## THE PROBLEM
Swap "rain-soaked ground" for "muddy ground" in the records, starting at the line that has "seg: rain-soaked ground" and stopping after the line that has "210], [257, 212]]]". Return those lines with nothing else changed, and leave the pictures out.

## PROVIDED RECORDS
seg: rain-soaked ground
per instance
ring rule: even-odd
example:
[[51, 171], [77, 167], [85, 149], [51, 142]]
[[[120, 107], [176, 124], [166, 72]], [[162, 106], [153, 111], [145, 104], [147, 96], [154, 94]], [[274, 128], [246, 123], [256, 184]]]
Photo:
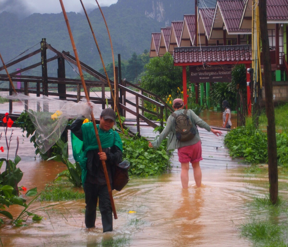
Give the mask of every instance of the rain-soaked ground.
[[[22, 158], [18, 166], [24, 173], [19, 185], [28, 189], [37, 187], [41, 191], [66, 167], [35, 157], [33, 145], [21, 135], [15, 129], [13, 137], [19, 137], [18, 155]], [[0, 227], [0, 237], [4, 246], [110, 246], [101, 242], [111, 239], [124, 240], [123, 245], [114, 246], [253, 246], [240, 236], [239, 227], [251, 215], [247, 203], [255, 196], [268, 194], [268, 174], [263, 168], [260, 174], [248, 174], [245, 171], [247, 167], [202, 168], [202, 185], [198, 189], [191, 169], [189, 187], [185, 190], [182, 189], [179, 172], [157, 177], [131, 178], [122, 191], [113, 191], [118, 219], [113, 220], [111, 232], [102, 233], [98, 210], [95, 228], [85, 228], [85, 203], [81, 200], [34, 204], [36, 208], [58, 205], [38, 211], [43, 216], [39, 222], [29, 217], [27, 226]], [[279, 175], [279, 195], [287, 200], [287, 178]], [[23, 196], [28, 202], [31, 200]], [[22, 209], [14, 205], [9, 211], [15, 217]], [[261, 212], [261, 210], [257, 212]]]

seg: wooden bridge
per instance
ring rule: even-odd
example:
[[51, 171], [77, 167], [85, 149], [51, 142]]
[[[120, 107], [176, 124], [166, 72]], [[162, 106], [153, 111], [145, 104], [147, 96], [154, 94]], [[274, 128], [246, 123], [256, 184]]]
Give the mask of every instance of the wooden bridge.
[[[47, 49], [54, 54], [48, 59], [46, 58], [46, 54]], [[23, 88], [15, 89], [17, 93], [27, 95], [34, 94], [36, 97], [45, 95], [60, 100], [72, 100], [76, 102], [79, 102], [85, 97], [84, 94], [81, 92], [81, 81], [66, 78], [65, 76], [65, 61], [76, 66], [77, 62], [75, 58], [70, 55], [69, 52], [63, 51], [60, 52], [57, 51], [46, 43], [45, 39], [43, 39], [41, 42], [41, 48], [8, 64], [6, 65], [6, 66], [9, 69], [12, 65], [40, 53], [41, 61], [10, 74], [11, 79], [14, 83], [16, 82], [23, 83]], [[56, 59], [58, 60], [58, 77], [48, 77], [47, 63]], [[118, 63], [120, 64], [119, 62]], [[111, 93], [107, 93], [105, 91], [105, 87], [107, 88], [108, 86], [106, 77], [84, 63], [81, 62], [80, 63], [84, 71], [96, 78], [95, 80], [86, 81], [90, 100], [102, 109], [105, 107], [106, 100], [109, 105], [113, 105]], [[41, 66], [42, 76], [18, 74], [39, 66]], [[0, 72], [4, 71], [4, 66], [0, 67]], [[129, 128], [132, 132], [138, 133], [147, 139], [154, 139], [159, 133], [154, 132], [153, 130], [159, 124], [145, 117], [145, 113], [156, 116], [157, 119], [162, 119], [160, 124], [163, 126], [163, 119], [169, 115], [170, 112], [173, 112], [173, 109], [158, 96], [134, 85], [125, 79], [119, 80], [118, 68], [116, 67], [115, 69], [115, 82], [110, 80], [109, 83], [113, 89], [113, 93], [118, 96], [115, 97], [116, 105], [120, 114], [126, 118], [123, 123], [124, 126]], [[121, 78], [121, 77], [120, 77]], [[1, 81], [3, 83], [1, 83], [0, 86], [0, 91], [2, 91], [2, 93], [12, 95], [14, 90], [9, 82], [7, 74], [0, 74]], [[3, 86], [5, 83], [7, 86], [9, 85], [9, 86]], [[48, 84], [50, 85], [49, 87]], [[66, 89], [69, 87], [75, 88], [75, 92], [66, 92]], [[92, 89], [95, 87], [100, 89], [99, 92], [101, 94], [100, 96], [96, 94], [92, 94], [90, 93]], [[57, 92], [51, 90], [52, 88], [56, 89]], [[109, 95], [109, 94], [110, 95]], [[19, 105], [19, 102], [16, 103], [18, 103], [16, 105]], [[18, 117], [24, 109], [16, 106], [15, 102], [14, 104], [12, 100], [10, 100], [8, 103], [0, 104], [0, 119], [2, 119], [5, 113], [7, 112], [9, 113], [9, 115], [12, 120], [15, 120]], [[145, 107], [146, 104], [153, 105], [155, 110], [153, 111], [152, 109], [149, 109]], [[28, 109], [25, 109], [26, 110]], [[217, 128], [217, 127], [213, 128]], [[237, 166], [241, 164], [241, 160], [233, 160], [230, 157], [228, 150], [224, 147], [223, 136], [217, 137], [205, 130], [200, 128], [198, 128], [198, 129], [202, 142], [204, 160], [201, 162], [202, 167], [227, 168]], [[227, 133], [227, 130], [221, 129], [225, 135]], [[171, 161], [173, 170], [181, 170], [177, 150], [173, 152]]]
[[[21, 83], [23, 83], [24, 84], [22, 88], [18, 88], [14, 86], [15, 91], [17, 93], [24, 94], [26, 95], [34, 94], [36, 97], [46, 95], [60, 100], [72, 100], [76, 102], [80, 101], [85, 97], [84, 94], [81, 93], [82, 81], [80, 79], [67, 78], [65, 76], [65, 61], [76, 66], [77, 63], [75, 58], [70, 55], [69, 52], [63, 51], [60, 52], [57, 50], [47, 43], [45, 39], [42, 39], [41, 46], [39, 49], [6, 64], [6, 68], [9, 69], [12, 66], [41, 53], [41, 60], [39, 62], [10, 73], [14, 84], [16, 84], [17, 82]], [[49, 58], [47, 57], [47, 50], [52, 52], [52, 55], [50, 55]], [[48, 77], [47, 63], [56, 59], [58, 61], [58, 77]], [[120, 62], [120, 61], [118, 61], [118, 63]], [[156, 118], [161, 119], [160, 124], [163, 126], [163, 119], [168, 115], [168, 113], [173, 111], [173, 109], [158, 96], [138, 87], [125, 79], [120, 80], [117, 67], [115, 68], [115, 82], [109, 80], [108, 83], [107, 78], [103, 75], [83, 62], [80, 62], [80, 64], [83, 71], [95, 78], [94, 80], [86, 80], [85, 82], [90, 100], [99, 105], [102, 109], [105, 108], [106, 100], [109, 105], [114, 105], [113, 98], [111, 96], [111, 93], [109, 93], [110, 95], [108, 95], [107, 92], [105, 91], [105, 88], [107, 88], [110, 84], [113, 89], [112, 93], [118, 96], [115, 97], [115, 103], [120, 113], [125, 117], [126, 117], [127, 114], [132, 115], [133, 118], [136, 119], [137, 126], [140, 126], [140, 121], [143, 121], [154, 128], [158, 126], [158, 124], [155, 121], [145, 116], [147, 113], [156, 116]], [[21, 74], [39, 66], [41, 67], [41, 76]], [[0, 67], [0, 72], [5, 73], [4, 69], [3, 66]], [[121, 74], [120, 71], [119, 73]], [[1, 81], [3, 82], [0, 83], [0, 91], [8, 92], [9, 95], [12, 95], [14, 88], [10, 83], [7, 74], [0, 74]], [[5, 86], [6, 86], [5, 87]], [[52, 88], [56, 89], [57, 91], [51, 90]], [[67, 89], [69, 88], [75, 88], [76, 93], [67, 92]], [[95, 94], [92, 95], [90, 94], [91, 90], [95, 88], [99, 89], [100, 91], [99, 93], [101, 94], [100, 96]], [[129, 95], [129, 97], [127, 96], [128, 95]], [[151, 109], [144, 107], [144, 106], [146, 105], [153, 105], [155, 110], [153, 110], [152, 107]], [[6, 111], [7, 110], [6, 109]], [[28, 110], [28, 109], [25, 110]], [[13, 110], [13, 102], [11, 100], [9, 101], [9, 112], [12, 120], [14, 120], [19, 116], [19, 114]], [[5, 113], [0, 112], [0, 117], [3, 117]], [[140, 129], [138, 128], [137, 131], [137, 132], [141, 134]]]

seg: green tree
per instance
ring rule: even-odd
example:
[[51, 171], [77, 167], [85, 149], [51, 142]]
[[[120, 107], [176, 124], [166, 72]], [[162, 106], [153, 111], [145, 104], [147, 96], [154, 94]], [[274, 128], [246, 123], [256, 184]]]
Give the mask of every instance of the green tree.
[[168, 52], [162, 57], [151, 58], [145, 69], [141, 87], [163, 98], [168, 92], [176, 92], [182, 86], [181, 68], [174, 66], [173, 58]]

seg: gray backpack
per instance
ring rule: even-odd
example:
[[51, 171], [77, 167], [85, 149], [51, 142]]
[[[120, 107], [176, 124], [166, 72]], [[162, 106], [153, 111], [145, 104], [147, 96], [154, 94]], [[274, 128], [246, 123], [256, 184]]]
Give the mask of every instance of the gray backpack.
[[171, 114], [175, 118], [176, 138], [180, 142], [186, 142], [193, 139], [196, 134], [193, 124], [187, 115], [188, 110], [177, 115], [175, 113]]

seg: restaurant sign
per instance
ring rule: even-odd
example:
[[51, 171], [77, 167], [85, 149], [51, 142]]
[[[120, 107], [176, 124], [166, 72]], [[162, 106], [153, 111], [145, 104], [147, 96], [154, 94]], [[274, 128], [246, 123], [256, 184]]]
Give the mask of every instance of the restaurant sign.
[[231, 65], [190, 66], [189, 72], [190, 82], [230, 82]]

--

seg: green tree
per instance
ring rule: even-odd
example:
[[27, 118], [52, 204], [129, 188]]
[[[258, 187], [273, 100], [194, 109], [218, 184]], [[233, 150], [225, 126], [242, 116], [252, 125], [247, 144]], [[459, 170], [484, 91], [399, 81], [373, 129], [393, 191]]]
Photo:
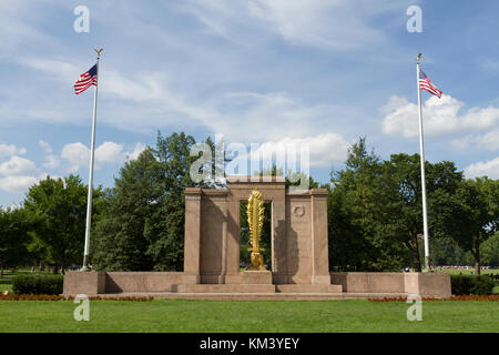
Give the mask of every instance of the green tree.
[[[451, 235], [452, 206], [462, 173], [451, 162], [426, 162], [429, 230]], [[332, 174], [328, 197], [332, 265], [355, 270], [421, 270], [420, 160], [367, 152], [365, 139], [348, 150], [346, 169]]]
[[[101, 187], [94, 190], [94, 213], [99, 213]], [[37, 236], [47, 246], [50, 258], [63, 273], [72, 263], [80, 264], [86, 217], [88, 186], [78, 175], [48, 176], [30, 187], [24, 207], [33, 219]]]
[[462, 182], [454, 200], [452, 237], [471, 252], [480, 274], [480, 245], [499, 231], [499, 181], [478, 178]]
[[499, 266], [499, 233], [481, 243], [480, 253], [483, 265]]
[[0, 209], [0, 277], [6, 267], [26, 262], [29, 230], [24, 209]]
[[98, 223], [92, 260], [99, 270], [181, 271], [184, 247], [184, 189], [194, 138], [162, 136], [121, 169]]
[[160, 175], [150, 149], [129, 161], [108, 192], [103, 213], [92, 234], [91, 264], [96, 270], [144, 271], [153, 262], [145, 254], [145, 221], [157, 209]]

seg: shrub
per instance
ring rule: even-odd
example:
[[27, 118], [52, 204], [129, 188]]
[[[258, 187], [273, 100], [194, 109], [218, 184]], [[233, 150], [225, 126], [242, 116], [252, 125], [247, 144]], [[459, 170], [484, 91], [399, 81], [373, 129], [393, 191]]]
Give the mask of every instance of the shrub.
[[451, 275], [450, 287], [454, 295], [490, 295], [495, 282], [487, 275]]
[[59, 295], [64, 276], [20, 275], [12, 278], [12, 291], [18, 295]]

## CORRECT RESULT
seg: muddy ground
per instance
ring rule: even-odd
example:
[[51, 171], [77, 167], [85, 149], [51, 142]]
[[[120, 107], [176, 124], [166, 72]], [[162, 106], [153, 111], [145, 104], [147, 96], [154, 94]], [[274, 128], [246, 123], [256, 184]]]
Photo:
Give the mask of every instance of the muddy ground.
[[[22, 158], [18, 166], [24, 173], [19, 185], [28, 189], [37, 187], [41, 191], [66, 167], [35, 157], [33, 145], [21, 135], [15, 129], [13, 137], [19, 137], [18, 155]], [[0, 227], [0, 237], [4, 246], [110, 246], [101, 242], [111, 239], [124, 240], [123, 245], [114, 246], [253, 246], [240, 236], [239, 227], [251, 215], [247, 203], [255, 196], [268, 194], [268, 174], [263, 168], [260, 174], [248, 174], [245, 171], [247, 167], [202, 168], [202, 185], [198, 189], [191, 169], [189, 187], [185, 190], [182, 189], [179, 172], [157, 177], [131, 178], [122, 191], [113, 191], [118, 219], [113, 220], [111, 232], [102, 233], [98, 210], [95, 228], [85, 228], [85, 203], [81, 200], [34, 204], [36, 208], [58, 205], [38, 211], [43, 216], [39, 222], [29, 217], [27, 226]], [[279, 175], [279, 195], [287, 200], [287, 178]], [[23, 196], [28, 202], [31, 200]], [[22, 209], [14, 205], [9, 211], [15, 217]], [[261, 212], [261, 210], [257, 212]]]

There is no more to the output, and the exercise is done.